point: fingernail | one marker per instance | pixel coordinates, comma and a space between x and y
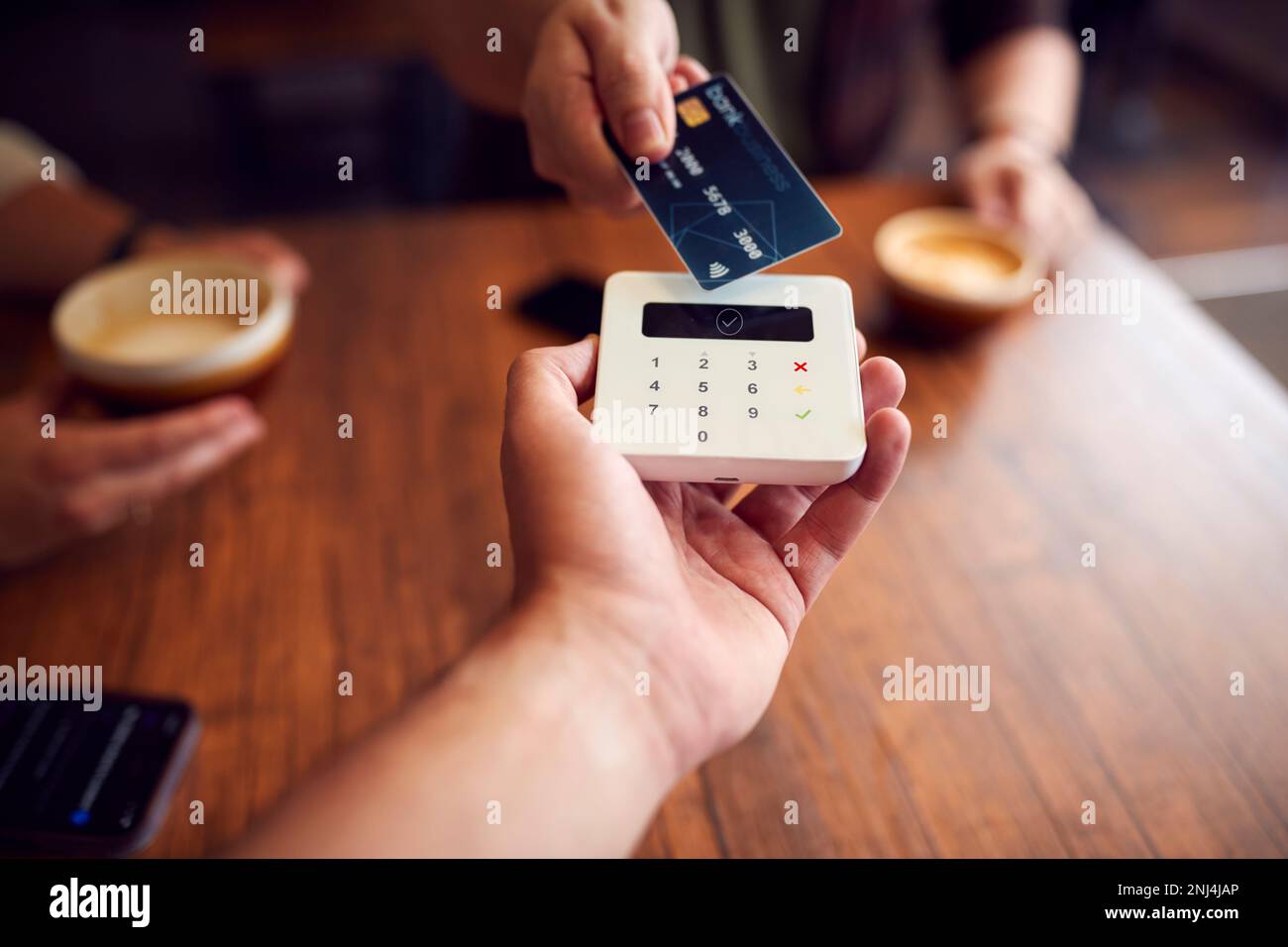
643, 132
249, 428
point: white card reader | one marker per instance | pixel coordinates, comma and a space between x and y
754, 382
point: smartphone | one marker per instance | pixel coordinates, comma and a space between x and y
89, 783
570, 303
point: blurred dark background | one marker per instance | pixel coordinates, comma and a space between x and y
253, 127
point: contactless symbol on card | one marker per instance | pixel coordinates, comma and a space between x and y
728, 197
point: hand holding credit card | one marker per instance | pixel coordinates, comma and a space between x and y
728, 197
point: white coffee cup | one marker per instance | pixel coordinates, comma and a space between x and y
172, 326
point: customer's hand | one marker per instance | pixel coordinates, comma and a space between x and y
1012, 180
265, 248
89, 476
664, 578
593, 62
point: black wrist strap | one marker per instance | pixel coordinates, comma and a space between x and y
124, 245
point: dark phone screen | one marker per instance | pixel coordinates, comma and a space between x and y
708, 321
69, 771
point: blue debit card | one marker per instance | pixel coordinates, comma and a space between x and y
728, 197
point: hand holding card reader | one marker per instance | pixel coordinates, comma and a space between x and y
754, 382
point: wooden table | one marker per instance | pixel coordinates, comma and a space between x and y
1108, 684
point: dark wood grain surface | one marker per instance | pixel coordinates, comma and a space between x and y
1109, 684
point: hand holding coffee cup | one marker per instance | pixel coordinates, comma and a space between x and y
171, 326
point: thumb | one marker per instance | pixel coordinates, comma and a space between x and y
632, 81
553, 379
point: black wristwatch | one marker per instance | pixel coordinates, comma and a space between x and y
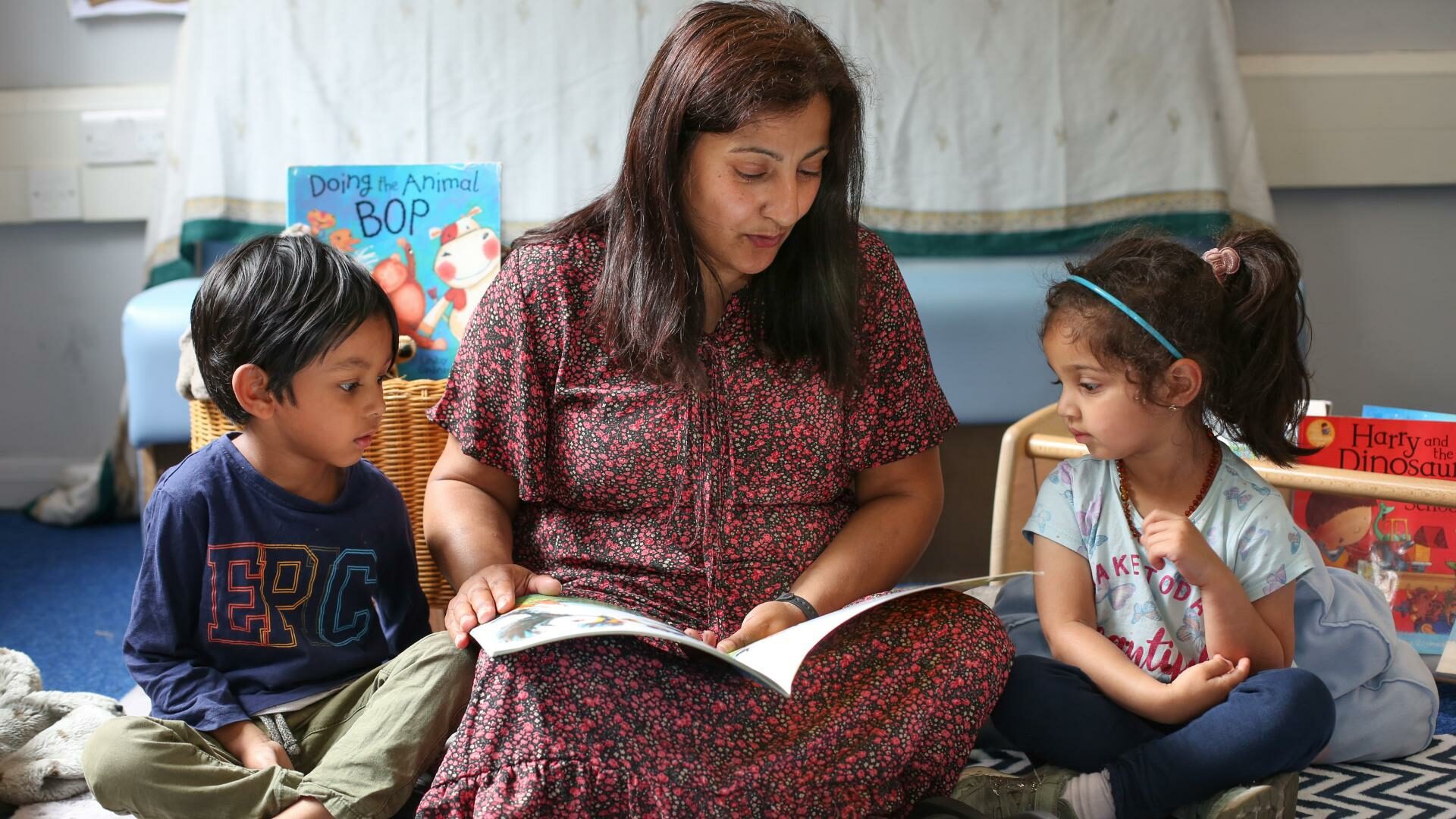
785, 596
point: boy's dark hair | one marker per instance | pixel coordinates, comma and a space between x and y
723, 66
1244, 331
278, 302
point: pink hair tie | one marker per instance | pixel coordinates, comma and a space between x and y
1225, 261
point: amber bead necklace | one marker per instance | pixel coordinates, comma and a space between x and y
1126, 496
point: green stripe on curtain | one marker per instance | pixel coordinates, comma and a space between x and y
1059, 241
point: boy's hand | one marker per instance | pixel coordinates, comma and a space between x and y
1201, 687
253, 746
1172, 537
490, 592
764, 620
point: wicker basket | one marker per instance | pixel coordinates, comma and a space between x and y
405, 449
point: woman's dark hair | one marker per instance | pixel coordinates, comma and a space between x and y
278, 302
723, 66
1245, 331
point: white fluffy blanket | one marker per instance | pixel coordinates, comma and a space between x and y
42, 733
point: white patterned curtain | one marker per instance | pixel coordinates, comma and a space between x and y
993, 126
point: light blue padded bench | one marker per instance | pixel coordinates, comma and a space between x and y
981, 321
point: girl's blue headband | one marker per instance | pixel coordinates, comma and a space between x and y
1130, 314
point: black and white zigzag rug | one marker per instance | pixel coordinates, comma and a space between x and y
1416, 787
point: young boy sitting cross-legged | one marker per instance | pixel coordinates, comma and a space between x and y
278, 624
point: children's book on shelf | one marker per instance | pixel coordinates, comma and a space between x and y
774, 661
428, 234
1373, 411
1407, 550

══════

Write out each line again precisely as it appears, skipping every picture.

point: fingernail | one marker per instance | pixel coordinates, comma and a space between x and y
643, 132
249, 428
point: white card reader | one marker per instance | pixel coordinates, comma and a space between x and y
754, 382
point: smartphone | one marker per instance | pixel coordinates, comma and a space between x and y
89, 783
570, 303
point: blurred dark background | one marker per instance | pixel coordinates, comma and a space between x and y
253, 127
point: contactless symbol on card | one marker per instance | pixel coordinates, comma and a space between x and y
728, 197
point: hand holding credit card | one marker per instance | pixel coordinates, comma and a space between x and y
728, 197
point: white coffee cup | one marker per instance | pixel coordinates, comma and a space between x and y
172, 326
point: customer's hand | one marker per instance | pixel coordinates, comma and a space between x and y
1012, 180
265, 248
89, 476
664, 578
593, 62
point: black wrist strap | one marker per instance | pixel coordinates, comma and a space between x and y
124, 245
point: dark phone screen | one marker per instance | pixel coordinates, comma and a space between x and y
708, 321
69, 771
point: blue debit card | one marker per instance | pixel coordinates, comma and a space between x and y
728, 197
point: hand holding card reader | one marker per instance | pixel coordinates, comma and a space between x and y
754, 382
point: wooden table | one marker per instance | pixel coordinates, comma and a space between x and y
1108, 684
point: dark wood grain surface | one marker per instance | pixel coordinates, comma and a space between x and y
1109, 684
point: hand holding coffee cup | one marker per instance | pixel coordinates, comma and a space between x and y
171, 326
point: thumb | one marker per instance | pixel coordinates, comma and a space between x and y
632, 81
553, 379
point: black wristwatch | one marker per instance | pixel coordinates, comma and a space between x and y
785, 596
point: boy's dark hair | one marker per instance | pixel coordinates, comma and a space between x and y
723, 66
1244, 331
278, 302
point: pink hair tie | one marker per instance | pixel coordinates, comma and a space between x and y
1225, 261
point: amber bead necklace | one marker per instance | pixel coordinates, comma and a space between x and y
1126, 496
point: green stripe on curtain | one marker per instance | pixel coordinates, comma and a space between x and y
1059, 241
point: boy's hand | one marker per instance | pixel coordinates, comma and a space between x and y
1201, 687
253, 746
1172, 537
490, 592
764, 620
point: wicker basket | one marker per instance | pixel coordinates, comma and a space between x and y
405, 449
point: woman's dark hair | one marker per instance | pixel coordinates, comma and a space between x and y
278, 302
723, 66
1245, 331
point: white fluffy blanket | one marker per instance | pixel coordinates, comma and a space between x and y
42, 733
point: white patterned curtain | one marker per instance | pixel coordinates, comma and a space between x and y
993, 126
point: light blue padded bench | one marker per instance | pixel coordinates, comma and a space between x and y
981, 321
point: girl's blue headband | one marker per instance | pixel coordinates, comma and a space between x and y
1130, 314
point: black and white zigzag rug | one marker per instance | pixel coordinates, comma and a space between x and y
1416, 787
point: young boy sitting cross-legged | one marker per instance | pixel coordinates, comma and a space between x and y
278, 624
point: children's book on shelf | one marker per instance | pixel coordinates, comma and a space between x and y
774, 661
428, 234
1373, 411
1407, 550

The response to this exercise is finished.